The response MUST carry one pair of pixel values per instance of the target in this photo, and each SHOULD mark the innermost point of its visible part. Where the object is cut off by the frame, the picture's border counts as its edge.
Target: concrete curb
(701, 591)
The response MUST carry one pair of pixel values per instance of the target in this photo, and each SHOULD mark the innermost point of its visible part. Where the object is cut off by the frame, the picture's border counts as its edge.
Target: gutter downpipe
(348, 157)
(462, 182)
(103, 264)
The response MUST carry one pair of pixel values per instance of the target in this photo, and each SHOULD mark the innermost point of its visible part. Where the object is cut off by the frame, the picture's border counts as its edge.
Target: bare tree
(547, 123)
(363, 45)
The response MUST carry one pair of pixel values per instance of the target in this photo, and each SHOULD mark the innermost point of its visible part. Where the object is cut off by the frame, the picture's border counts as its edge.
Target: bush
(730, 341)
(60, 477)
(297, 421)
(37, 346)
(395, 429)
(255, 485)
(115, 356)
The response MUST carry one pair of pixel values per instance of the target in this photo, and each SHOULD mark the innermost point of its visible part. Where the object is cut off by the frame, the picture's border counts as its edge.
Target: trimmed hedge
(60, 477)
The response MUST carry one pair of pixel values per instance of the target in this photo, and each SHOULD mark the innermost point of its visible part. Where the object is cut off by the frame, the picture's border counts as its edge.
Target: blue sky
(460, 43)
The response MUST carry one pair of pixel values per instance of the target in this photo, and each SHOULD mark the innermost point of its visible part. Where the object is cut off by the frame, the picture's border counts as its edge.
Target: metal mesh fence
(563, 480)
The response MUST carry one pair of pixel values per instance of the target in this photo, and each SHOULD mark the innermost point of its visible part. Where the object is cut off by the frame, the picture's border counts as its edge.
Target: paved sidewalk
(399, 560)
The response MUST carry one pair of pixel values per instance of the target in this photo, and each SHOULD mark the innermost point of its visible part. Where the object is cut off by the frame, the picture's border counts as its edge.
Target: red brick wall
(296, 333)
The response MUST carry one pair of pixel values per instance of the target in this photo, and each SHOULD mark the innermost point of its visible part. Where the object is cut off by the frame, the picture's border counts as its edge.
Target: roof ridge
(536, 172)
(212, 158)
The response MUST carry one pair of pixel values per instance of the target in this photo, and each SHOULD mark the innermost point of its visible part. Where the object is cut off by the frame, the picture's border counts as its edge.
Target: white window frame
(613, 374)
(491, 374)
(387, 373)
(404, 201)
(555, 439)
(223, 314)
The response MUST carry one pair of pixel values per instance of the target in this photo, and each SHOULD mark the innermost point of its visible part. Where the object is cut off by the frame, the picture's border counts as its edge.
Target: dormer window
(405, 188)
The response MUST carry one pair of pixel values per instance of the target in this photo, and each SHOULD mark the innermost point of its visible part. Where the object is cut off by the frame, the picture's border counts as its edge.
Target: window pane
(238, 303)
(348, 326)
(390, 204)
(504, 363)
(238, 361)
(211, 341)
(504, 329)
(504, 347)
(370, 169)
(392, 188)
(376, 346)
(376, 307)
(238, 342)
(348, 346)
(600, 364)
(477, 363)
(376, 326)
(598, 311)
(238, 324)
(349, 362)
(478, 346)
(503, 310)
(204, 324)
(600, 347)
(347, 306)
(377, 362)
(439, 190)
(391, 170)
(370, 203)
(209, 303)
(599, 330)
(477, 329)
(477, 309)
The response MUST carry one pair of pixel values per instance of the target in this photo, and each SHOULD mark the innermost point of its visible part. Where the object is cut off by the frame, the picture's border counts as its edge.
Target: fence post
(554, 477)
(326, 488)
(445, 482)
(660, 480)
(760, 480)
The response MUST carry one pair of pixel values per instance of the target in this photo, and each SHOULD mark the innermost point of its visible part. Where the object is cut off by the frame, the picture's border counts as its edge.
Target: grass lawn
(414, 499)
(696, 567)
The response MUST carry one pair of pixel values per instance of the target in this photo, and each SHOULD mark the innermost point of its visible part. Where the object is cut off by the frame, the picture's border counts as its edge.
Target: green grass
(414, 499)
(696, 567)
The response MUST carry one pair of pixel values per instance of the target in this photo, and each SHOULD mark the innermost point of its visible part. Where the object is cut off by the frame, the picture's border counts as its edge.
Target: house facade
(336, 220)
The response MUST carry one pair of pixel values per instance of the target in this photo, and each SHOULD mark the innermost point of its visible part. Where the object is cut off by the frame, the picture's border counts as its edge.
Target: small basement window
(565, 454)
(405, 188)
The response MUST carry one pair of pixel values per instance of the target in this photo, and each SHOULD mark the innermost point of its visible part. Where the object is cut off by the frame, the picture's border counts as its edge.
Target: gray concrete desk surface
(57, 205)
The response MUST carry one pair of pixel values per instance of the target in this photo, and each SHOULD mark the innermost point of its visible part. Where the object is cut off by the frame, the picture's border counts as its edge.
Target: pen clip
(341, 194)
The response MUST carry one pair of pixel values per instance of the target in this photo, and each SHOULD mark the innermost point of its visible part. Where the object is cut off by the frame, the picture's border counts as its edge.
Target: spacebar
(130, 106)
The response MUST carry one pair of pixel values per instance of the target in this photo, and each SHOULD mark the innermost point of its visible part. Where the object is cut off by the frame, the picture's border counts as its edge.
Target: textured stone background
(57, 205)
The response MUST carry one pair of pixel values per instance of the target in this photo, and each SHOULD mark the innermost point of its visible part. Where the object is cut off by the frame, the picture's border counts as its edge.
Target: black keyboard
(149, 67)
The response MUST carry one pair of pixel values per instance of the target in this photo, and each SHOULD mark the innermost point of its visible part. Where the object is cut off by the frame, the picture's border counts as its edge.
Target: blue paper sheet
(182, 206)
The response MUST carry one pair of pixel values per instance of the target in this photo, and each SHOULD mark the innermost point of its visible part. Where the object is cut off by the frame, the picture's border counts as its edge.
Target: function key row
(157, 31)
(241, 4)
====================
# What the task requires
The entire listing is to be printed once more, word for word.

# Solved exercise
The response MUST carry one pair of pixel values per instance of the target in this photo, and each SHOULD mark the innermost point of its visible part. Where the object is cut off by the frame, the picture's border counts as its edge.
Target: concrete curb
(701, 591)
The response MUST carry one pair of pixel values per instance of the target in this photo, and each SHOULD mark the innermost point of its visible part. Where the object is cut off by the frame, the picture's border counts as its edge.
Target: gutter downpipe
(348, 157)
(462, 182)
(103, 264)
The response MUST carry one pair of pixel values per instance of the target in this photo, and each SHOULD mark the innermost point of its visible part. Where the object is cut off by the frame, the picture's border counts as its edge.
Target: bare tree
(547, 123)
(363, 45)
The response MUST carry one pair of pixel values per instance of the target in this photo, and each SHOULD mark the innermost point of its visible part. Where the object is cut off by the frame, the picture's border counts as its edge.
Target: bush
(730, 341)
(60, 477)
(297, 421)
(37, 346)
(395, 429)
(255, 485)
(115, 356)
The response MUST carry one pair of pixel values per instance of the target in this photo, and each SHOULD mark the innermost point of its visible part. Where the object is cut off by the frame, the picture's border counts as its edge.
Target: trimmed hedge
(60, 477)
The response MUST carry one pair of pixel values per instance of the target in this photo, and each SHOULD mark the innermost point of its visible part. Where the object is cut off by the frame, the picture's border counts as its edge.
Target: blue sky
(460, 43)
The response MUST carry one pair of pixel values per instance of the target in this photo, and each SHOULD mark the innermost point of its visible part. Where the object is cut off by the frame, the picture's border counts as its edge.
Target: metal mesh fence
(563, 480)
The response MUST carry one pair of pixel values per instance of the target in this photo, and each SHOULD mark the innermost point of its visible part. Where the object is cut off by the frame, the picture's border counts as its edge.
Target: paved sidewalk
(399, 560)
The response MUST carry one pair of pixel values per instance of the target in this photo, and each SHOULD mark the innermost point of its visible part. Where the object is cut off by the frame, the picture's border counts as its edge.
Target: red brick wall
(296, 333)
The response MUST carry one pair of pixel values per instance of the target in this photo, and each SHOULD mark the innermost point of its visible part. Where the object is cut off by the frame, the picture's border counts as its edge.
Target: roof ridge
(536, 172)
(212, 158)
The response MUST carry one pair of pixel values per instance of the target in this photo, and each SHOULD mark the innermost point of its visible part. Where the object is cut off by the frame, the picture's border counts as its edge.
Target: white window frame
(613, 374)
(491, 374)
(387, 373)
(404, 201)
(555, 439)
(223, 314)
The response MUST carry one pair of pixel values per instance of the target in this photo, and each SHOULD mark the innermost point of its visible part. Where the object is cut off by the frame, the picture's border counts as its edge.
Target: dormer window
(405, 188)
The response MUST carry one pair of pixel values per instance of the target in this photo, and each SHOULD mark the innermost point of its visible part. Where the object is cut off by the frame, the picture's border counts as its edge.
Target: window pane
(238, 303)
(348, 326)
(390, 204)
(504, 363)
(238, 361)
(211, 341)
(504, 329)
(504, 347)
(370, 169)
(392, 188)
(376, 346)
(376, 307)
(238, 342)
(348, 346)
(600, 364)
(477, 363)
(376, 326)
(598, 311)
(238, 324)
(349, 362)
(478, 346)
(503, 310)
(204, 324)
(600, 347)
(347, 306)
(377, 362)
(439, 190)
(391, 170)
(370, 203)
(209, 303)
(599, 330)
(477, 329)
(477, 309)
The response MUST carry one pair of pixel values per instance of the target in this photo, and each SHOULD mark the innermost point of its visible part. Where the object is cut off by the frame, the picture's border counts as its edge.
Target: fence post
(554, 477)
(326, 488)
(445, 482)
(660, 480)
(760, 480)
The response MUST carry one pair of pixel values per instance of the target in this photo, and each SHOULD mark the innermost point of its visible part. Where the object is cut off by the frame, the picture's border counts as its edge.
Target: grass lawn
(414, 499)
(696, 567)
The response MUST carry one pair of pixel values per instance of the target in this photo, and each SHOULD mark the innermost point of its visible part. Where the object is cut off by the frame, the picture's border counts as its edge.
Target: green grass
(414, 499)
(696, 567)
The response MUST carry one pair of pixel values per instance of the target in this photo, and each SHOULD mark the innermost point of its visible part. Where the object is cut off by the frame, the picture's border counts as its edge.
Target: house facade
(336, 220)
The response MUST carry one pair of pixel values per instance of the target in this photo, and each SHOULD mark the innermost point of its visible part. Where the object is cut off by the frame, the picture's border counts as its edge.
Target: small basement window
(565, 454)
(405, 188)
The response MUST carry one pair of pixel values per instance of the target in this photo, and each SHOULD mark the innermost point of its visible part. Where the object is cut off by the frame, the picture's border counts as its edge.
Target: gray concrete desk surface
(57, 205)
The response MUST carry one pair of pixel values per instance of the target in this photo, and each SHOULD mark the innermost point of its visible part. Where the object is cut off by the frame, the picture's border counts as its edge.
Target: pen clip
(341, 194)
The response MUST carry one pair of pixel values per instance of the target in this photo, and each SHOULD mark the innermost point of its visible part. Where the object is cut off by the frame, the picture's border counts as its edge.
Target: spacebar
(130, 106)
The response MUST carry one pair of pixel values per instance of the target in this photo, and each SHOULD mark the innermost point of its visible part. Where the object is cut off by the frame, the picture's border counts as its edge.
Target: textured stone background
(57, 205)
The response MUST carry one pair of pixel values per instance of the target in this photo, and each SHOULD mark the innermost point of its visible part. Where the object is cut off by the frame, the picture's border counts as its edge.
Target: black keyboard
(149, 67)
The response MUST carry one pair of pixel values per instance of the target in this photo, and each SHOULD mark the innermost point of its visible part. Where the object is cut off by the frame, the picture's border counts as its edge.
Target: blue paper sheet
(182, 206)
The response MUST carry one pair of pixel values per instance of the target in this photo, and each SHOULD mark the innermost point of its visible part. Where the object is cut off by the frame, the picture's border counts as its edge.
Target: function key row
(157, 31)
(241, 4)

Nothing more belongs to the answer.